• _Your goal_
State how many of the lines below contain the string "locate" with the same capitalization, and give only that number.

• _Records shown_
|---|
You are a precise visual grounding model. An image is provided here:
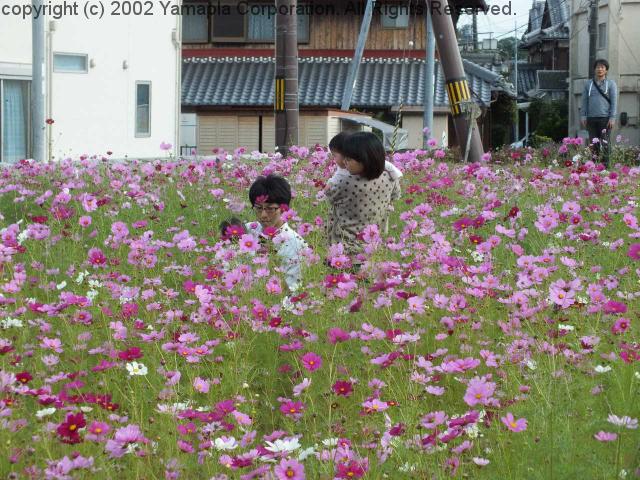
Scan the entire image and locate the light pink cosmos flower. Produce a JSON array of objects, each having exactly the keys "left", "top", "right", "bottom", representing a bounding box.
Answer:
|---|
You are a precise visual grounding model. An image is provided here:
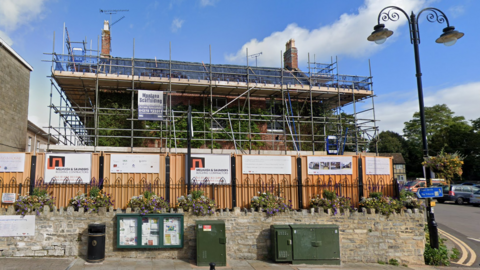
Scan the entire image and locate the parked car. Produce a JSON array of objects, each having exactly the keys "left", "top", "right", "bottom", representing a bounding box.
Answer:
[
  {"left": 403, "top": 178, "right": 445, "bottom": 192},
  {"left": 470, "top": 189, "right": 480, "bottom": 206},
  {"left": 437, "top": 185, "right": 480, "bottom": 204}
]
|---|
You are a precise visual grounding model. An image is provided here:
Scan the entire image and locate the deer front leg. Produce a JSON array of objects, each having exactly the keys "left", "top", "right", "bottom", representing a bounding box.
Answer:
|---|
• _Result of this exercise_
3